David Ocelotl Garcia's mural "El Viaje" in North Denver.

David Ocelotl Garcia has always had a natural intuition to be an artist, he said.

His older brother Marco didn’t know it at the time, but the school projects he did back then inspired his younger brother to pursue a career in the arts.

“I was really drawn to what he was working on,” Garcia said. “I was looking over his shoulder and that was really the initiation of everything.”

Then one day he came across the Mexican pictographs his dad, Jorge Garcia, had around the house and his artistic curiosity turned into his calling.

“The designs in those sparked creativity,” Garcia said. “Right away I started copying those designs and redrawing them.”

He practiced redrawing those designs and eventually became a sculptor. He later began painting murals, which he says are “visual representations of energy,” and are in a category he defines as “abstract imaginism.” This, he explained, has to do with his own creativity and how he perceives things. His pieces portray energy—much like the energy surrounding an atom.

Though not formally trained as an artist, he’s perfected his craft through repetition and connection.

“I’ve always had a natural intuition about art and a desire to practice,” Garcia said. “I wanted to practice drawing and sculpture and I wanted to figure out how to create things and connect anything I’ve ever done since I was a kid. Every work has taught me techniques about creating things that I would never learn in one school or one specific style of creating.”

Garcia, who serves as one of the first three of the Latino Cultural Arts Center’s Artists in Residence, was chosen for the opportunity because of his strong work ethic and need for a considerable amount of space to explore his work. Several of his works have been acquired by Adrianna Abarca for the future Mexican Heritage Museum as part of the LCAC.

“David is one of the most hardworking and capable artists I have ever met,” Abarca stated. “I love that cultural expression is present in almost all of his work, and that he always challenges himself to learn new techniques and to work with new materials. He has an amazing future ahead of him.”

The Roots and Inspirations

Garcia grew up in the Park Hill neighborhood of Denver, which had a significant impact on him. The neighborhood was predominantly African-American at the time, which made him more curious about the roots of his traditional Mexican family. It also made him realize the depth of America’s diversity.

“It allowed me to understand that the country I live in isn’t just Mexican people or African-American people or any certain culture,” Garcia said. “It made me understand there is a lot of diversity.”

His curiosity about his culture ultimately led to his name “Ocelotl,” which in Nahuatl means jaguar. The name, he said, was given to him by elders of the Mexica tradition during a ceremony celebrating the deity Quetzacoatl.

Garcia is inspired by the muralists and sculptors who came before him, of course, but he said there were others who had more of an impact on his career.

His parents, the late Jorge and Hermelinda Garcia, for one.

“My dad was the most creative person I’ve ever met,” Garcia said. “On another level my mother really inspired me because I always wanted to make her feel proud of me and the only way I knew how to do that was with my artwork.”

Also the Abarca family, he said.

“What has really had a significant, major impact has been meeting Adrianna’s father Luis,” Garcia said, referring to the Latino Cultural Arts Center’s Founder and Chair Adrianna Abarca’s late father Luis Abarca. “His knowledge of art and his passion were really influential. I never realized someone could love art that much and be so passionate about something they’re not even creating. Ultimately, definitely Luis Abarca and Adrianna herself I would say have had the most impact on my artistic career.”

=== Recorded information ===
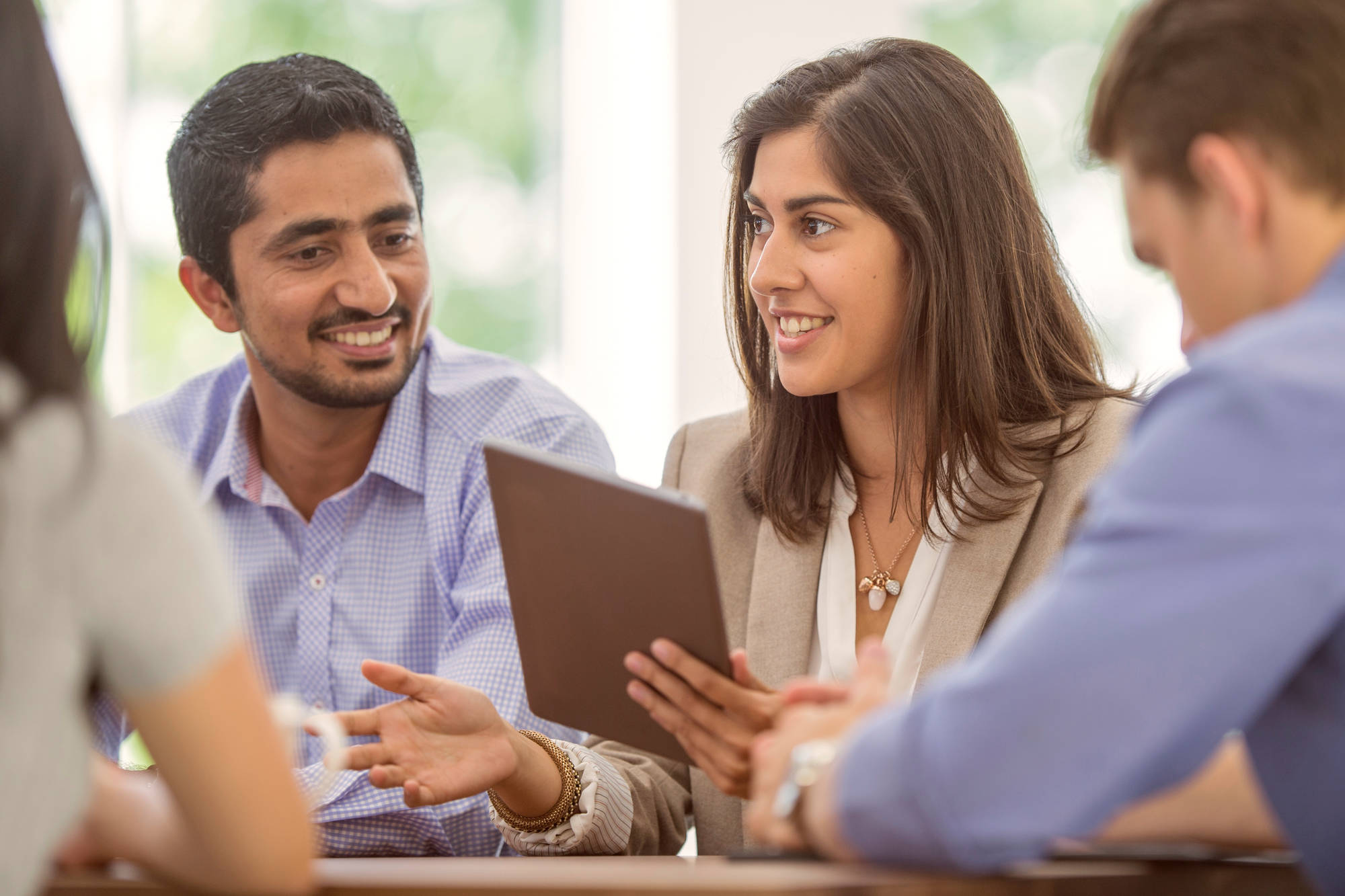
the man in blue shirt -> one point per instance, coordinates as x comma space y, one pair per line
342, 448
1206, 589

=== Written exercise 1 ===
From the profile of David Ocelotl Garcia, list every person named as having inspired or influenced his art.
=== Written exercise 2 ===
Render this sentence from the Garcia profile in Spanish: "His curiosity about his culture ultimately led to his name “Ocelotl,” which in Nahuatl means jaguar."

=== Output 1 ===
- Marco (his older brother)
- Jorge Garcia (his father)
- Hermelinda Garcia (his mother)
- Luis Abarca
- Adrianna Abarca

=== Output 2 ===
Su curiosidad por su cultura lo llevó finalmente a su nombre «Ocelotl», que en náhuatl significa jaguar.